Stored items
________

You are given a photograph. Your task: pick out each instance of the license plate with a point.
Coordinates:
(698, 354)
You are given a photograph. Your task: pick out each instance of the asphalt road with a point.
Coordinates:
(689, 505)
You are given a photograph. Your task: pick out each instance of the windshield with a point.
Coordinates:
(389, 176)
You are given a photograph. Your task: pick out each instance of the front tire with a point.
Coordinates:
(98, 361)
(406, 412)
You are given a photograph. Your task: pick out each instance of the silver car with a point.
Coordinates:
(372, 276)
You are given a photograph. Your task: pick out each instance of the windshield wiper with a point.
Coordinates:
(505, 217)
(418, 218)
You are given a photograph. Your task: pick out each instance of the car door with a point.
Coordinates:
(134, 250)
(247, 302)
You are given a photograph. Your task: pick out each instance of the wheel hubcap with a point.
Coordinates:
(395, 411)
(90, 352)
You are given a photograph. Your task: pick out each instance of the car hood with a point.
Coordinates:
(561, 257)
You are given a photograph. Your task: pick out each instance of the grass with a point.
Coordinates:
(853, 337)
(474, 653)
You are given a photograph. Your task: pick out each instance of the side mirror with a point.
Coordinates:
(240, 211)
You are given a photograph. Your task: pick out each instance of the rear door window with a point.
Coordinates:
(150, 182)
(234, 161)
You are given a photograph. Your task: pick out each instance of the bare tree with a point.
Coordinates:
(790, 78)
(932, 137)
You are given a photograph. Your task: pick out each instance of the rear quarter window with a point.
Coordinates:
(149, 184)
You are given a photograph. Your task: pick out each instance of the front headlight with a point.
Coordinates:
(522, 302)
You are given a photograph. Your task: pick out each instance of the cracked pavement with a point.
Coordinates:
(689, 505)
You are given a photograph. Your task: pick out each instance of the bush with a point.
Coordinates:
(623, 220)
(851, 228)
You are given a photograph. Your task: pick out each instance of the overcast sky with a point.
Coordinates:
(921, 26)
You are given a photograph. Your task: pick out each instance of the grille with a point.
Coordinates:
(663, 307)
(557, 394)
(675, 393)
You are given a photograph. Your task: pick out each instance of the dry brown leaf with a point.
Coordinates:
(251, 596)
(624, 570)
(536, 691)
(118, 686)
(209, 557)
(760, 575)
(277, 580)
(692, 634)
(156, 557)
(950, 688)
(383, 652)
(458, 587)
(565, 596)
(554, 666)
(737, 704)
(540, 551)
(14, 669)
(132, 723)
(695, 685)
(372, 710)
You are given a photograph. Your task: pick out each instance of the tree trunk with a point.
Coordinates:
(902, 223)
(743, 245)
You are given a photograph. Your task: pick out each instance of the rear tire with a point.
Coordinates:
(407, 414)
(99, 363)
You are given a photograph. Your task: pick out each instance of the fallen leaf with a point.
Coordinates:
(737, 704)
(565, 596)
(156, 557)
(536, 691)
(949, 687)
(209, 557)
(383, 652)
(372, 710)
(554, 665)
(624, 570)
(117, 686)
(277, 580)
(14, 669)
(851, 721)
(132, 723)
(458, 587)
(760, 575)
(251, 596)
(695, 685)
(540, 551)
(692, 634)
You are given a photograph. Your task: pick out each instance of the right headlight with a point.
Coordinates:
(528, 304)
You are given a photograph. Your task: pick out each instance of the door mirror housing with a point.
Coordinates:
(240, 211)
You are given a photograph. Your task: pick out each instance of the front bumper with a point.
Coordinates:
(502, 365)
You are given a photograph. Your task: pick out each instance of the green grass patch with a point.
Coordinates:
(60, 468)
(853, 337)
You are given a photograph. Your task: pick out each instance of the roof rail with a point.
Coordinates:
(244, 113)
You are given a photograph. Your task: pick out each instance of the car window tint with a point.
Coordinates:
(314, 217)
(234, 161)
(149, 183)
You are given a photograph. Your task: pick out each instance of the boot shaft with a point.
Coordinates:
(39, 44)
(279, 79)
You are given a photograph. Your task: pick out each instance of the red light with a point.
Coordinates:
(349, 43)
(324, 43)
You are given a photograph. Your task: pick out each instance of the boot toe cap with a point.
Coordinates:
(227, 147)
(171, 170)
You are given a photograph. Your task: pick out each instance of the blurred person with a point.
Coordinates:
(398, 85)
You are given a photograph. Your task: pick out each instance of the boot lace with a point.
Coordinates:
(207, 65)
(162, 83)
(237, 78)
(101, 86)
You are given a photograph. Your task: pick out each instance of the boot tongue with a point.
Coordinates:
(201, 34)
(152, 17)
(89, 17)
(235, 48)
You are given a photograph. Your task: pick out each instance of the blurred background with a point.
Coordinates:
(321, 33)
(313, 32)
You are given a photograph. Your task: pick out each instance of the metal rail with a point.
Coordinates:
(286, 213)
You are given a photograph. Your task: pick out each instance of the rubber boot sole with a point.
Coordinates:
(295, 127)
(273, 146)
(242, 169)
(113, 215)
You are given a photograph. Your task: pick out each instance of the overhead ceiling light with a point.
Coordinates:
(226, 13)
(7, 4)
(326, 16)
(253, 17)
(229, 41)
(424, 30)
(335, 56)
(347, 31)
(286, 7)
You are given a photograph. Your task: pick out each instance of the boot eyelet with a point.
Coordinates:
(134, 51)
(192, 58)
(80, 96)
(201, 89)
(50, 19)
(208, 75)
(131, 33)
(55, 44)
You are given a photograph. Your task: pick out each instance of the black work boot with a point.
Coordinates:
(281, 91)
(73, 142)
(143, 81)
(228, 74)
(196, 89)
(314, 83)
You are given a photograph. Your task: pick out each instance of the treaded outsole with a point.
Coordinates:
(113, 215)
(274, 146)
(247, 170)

________

▶ [To be done]:
Set down every line of the listing above again, exactly as given.

▶ [Result of the exercise]:
You are given a photograph. Your task: pick out each instance of the license plate with a point.
Coordinates:
(698, 354)
You are given a photograph. Your task: pick out each instance of the asphalt road with a point.
Coordinates:
(689, 505)
You are given a photograph. Your task: pick out each instance of the windshield with a point.
Coordinates:
(389, 176)
You are given a photograph. Your task: pick out each instance of the front tire with a point.
Coordinates:
(98, 361)
(406, 412)
You are given a photograph. Your task: pick out each instance of the silver car with a point.
Coordinates:
(372, 276)
You are given a photograph. Your task: pick out each instance of the windshield wiper with a point.
Coordinates:
(505, 217)
(418, 218)
You are given a photograph. Your task: pick out each instance of the car door with a point.
Coordinates:
(134, 250)
(247, 302)
You are given a photograph. Your task: pick out each instance of the wheel hubcap with a point.
Coordinates:
(395, 411)
(90, 352)
You are given a photograph. Your task: pick out each instance of the car hood with a point.
Coordinates:
(561, 257)
You are given a photograph. Your task: pick out each instance of the grass with a point.
Coordinates:
(853, 337)
(474, 653)
You are given a photograph. Your task: pick out each instance of the side mirror with a point.
Coordinates:
(240, 211)
You are given a photograph. Your task: pick out each instance of the rear door window with a point.
Coordinates:
(150, 182)
(234, 161)
You are given a photograph. Your task: pick out each instance of the bare tree with a point.
Coordinates:
(790, 78)
(932, 137)
You are given a photograph. Your task: pick out each instance of the rear quarter window with a point.
Coordinates:
(149, 184)
You are given a photograph. Your task: pick out each instance of the front headlight with a point.
Coordinates:
(522, 302)
You are given a photograph. Your task: pick out each instance of the cracked pavement with a point.
Coordinates:
(689, 505)
You are given a photograph. Your task: pick out each instance of the bush with a point.
Coordinates:
(623, 220)
(851, 228)
You are given a photograph. Your task: pick out each instance of the overcast sky with a point.
Coordinates:
(921, 26)
You are given a photograph. Your task: pick out each instance of the grille with a point.
Coordinates:
(663, 307)
(557, 394)
(675, 393)
You are given a photograph. Your task: pick out each instance of the dry brown leaf with a point.
Coordinates:
(251, 596)
(624, 570)
(536, 691)
(118, 686)
(209, 557)
(760, 575)
(277, 580)
(692, 634)
(156, 557)
(950, 688)
(383, 652)
(458, 587)
(565, 596)
(554, 666)
(737, 704)
(540, 551)
(14, 669)
(132, 723)
(695, 685)
(372, 710)
You are given a photograph. Your task: pick out each instance of the tree trunk with a point.
Coordinates:
(902, 223)
(743, 245)
You are given a photograph. Your task: pick out each instance of the rear tire with a point.
Coordinates:
(407, 414)
(99, 363)
You are given a photograph. Your task: pick out each instance of the fallen leaf with a point.
Coordinates:
(737, 704)
(565, 596)
(156, 557)
(536, 691)
(949, 687)
(209, 557)
(383, 652)
(372, 710)
(554, 665)
(624, 570)
(117, 686)
(277, 580)
(14, 669)
(851, 721)
(132, 723)
(458, 587)
(760, 575)
(251, 596)
(695, 685)
(540, 551)
(692, 634)
You are given a photograph. Your task: pick out each instance of the right headlight with a point.
Coordinates:
(528, 304)
You are given a photograph. Your task: pick out each instance of the door mirror housing with a point.
Coordinates:
(240, 211)
You are given a photograph. Your task: pick out each instance of the front bumper with a point.
Coordinates:
(502, 365)
You are given a photograph. Your task: pick out each instance of the green grass patch with a point.
Coordinates:
(60, 468)
(853, 337)
You are given a photograph. Your task: pick out each instance of the roof rail with a point.
Coordinates:
(244, 113)
You are given a photograph. Your task: pick out each instance of the car window tint with a point.
Coordinates:
(314, 217)
(234, 161)
(149, 183)
You are given a photograph. Your task: pick out each instance of the boot shaft with a point.
Coordinates:
(39, 44)
(279, 79)
You are given a photograph. Your task: pick out each instance of the red light with a point.
Coordinates:
(349, 43)
(324, 43)
You are given a photograph. Your task: pick out each instance of the boot toe cap with a point.
Coordinates:
(227, 147)
(171, 170)
You are given a photograph. Your task: pick out each instance of the blurred person with a point.
Coordinates:
(398, 85)
You are given a photograph. Your task: pick out each instance of the boot lace with a point.
Coordinates:
(207, 65)
(162, 83)
(237, 78)
(101, 86)
You are given a photograph. Your task: pick out each instance of the boot tongue with a point.
Coordinates:
(201, 34)
(152, 17)
(89, 17)
(235, 48)
You are given a photograph. Your task: pick out each instance of the blurred background with a point.
Coordinates:
(321, 33)
(313, 32)
You are given a photograph. Your task: pick out each instance of the metal rail with a point.
Coordinates:
(286, 213)
You are given a photograph. Your task: pick out each instance of the rubber boot sole with a point.
Coordinates:
(295, 127)
(273, 146)
(242, 169)
(113, 215)
You are given a photograph. Your task: pick out each instance of the overhead ceiling light with a point.
Coordinates:
(226, 13)
(7, 4)
(326, 16)
(253, 17)
(229, 41)
(424, 30)
(335, 56)
(347, 31)
(286, 7)
You are given a photograph. Your task: pick out each instance of the boot eyelet with a point.
Coordinates:
(134, 51)
(192, 58)
(80, 96)
(201, 89)
(50, 19)
(208, 75)
(131, 33)
(55, 44)
You are given a photograph. Your task: pick out each instance of the black work boot with a point.
Coordinates:
(281, 91)
(73, 142)
(143, 81)
(228, 74)
(196, 89)
(314, 83)
You are given a photograph. Your task: pick out each instance of the treaded outsole with a point.
Coordinates:
(113, 215)
(274, 146)
(247, 170)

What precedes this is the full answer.